- EXTRACTED TEXT -
<<<<

Following that rule can be expensive. Doing the right thing won’t always bring the best short-term profit, but the long-term benefits are big. It creates a reservoir of customer and employee loyalty. It means your customers, employees and partners want to work with you, buy from you – trust you. Keep that faith and you have an easier time when you launch a new product or make a (rare) error. Just attempting to do the right thing can generate unexpected consequences.
Developing this kind of loyalty puts your business at the centre of people’s lives. It elevates you, your brand, and your business. It turns everyone you work with into brand ambassadors and builds employee retention, engagement, and pride. You also get to attract better employees. Millennnials particularly seek work with meaning and purpose.
This kind of commitment makes your business more agile. The EY Beacon Institute tells us: “75% of purposeful companies involved in our survey tell us that the integration of purpose creates value in the short-term, as well as over the long run.
“They also report that being purposeful gives them greater agility to innovate in the face of disruption and uncertainty,” said the Institute’s global lead Valerie Keller.
Do the right thing
There’s a cost of failing to do the right thing. One UK brand sued the NHS, only to subsequently request state aid when one of its other businesses went sour. This damaged public perception of the brand and will inevitably erode trust.
“A purpose patina of words without action runs the risk of unmet stakeholder expectations, decreased trust and missed opportunities,” warns Keller.
When disaster strikes there’s a tendency simply to shut up shop and send employees home. What are the consequences of that? Customers can put up with the inconvenience, but your loyal employees, partners and suppliers need to be supported. Failure to pay your bills, meet your obligations and do the right thing for employees opens a chapter of evictions and bankruptcy and this ripples all the way down the line. Local businesses collapse. Not just where you are, but where your suppliers happen to be. Not just in your country, but across national walls. Because walls don’t really protect against any kind of disaster on our connected planet.
Business does not exist on some higher plane. We exist within the communities we serve. A big up- or downstream shock generates problems across every ecosystem, which is why our response is so important. It extends from how we handle the crisis to how we handle the clean-up, and how deeply we invest in the communities upon which our business is based. Authenticity means it isn’t – and cannot be – merely a business decision.
When handling our current predicament, we must respond from our own humanity. We must respect the communities we belong to. Pay your suppliers, partners, contractors. Try to keep the business going for a while, if only to give them time to find some way to survive this disaster. After all, if and when this crisis passes you will want to work with them again to rebuild and doing the right thing by them now means they’ll still trust you enough to return.
Because trust is currency. Like disaster, it reaches around walls. Doing the right thing is an investment in both business and community resilience. It’s good karma and makes good business sense.

>>>>

- WRITTEN INSTRUCTION 1 -
Please copy word for word everything in the passage on doing the right thing in business from "Developing this kind" down to "the long run.".
- WRITTEN INSTRUCTION 2 -
Report each line of the listing that contains the word "small".
The listing is unrelated to the text about doing the right thing in business.

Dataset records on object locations
<<<<

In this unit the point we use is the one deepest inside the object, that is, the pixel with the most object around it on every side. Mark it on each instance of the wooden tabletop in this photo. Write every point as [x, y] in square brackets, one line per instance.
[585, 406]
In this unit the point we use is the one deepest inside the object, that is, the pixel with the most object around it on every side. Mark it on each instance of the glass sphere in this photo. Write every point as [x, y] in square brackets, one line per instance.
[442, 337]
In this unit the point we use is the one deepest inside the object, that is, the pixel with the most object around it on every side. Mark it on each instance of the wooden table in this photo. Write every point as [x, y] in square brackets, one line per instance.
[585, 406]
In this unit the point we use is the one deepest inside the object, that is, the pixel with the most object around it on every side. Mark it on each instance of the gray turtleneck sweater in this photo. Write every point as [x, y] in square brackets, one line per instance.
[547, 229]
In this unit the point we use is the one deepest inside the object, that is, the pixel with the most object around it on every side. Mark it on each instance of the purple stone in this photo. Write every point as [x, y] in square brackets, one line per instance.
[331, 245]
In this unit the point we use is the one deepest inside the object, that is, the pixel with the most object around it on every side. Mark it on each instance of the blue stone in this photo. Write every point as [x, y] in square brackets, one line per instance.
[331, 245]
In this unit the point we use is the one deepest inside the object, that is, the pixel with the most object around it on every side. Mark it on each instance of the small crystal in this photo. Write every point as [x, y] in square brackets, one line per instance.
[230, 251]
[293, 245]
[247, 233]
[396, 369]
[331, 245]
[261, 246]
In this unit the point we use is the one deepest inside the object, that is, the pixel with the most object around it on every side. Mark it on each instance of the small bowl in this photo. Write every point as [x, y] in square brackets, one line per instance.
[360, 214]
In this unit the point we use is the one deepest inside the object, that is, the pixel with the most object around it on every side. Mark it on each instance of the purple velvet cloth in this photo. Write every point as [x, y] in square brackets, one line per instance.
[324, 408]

>>>>

- WORKED ANSWER 1 -
Developing this kind of loyalty puts your business at the centre of people’s lives. It elevates you, your brand, and your business. It turns everyone you work with into brand ambassadors and builds employee retention, engagement, and pride. You also get to attract better employees. Millennnials particularly seek work with meaning and purpose.
This kind of commitment makes your business more agile. The EY Beacon Institute tells us: “75% of purposeful companies involved in our survey tell us that the integration of purpose creates value in the short-term, as well as over the long run.

- WORKED ANSWER 2 -
In this unit the point we use is the one deepest inside the object, that is, the pixel with the most object around it on every side. Mark it on each instance of the small crystal in this photo. Write every point as [x, y] in square brackets, one line per instance.
In this unit the point we use is the one deepest inside the object, that is, the pixel with the most object around it on every side. Mark it on each instance of the small bowl in this photo. Write every point as [x, y] in square brackets, one line per instance.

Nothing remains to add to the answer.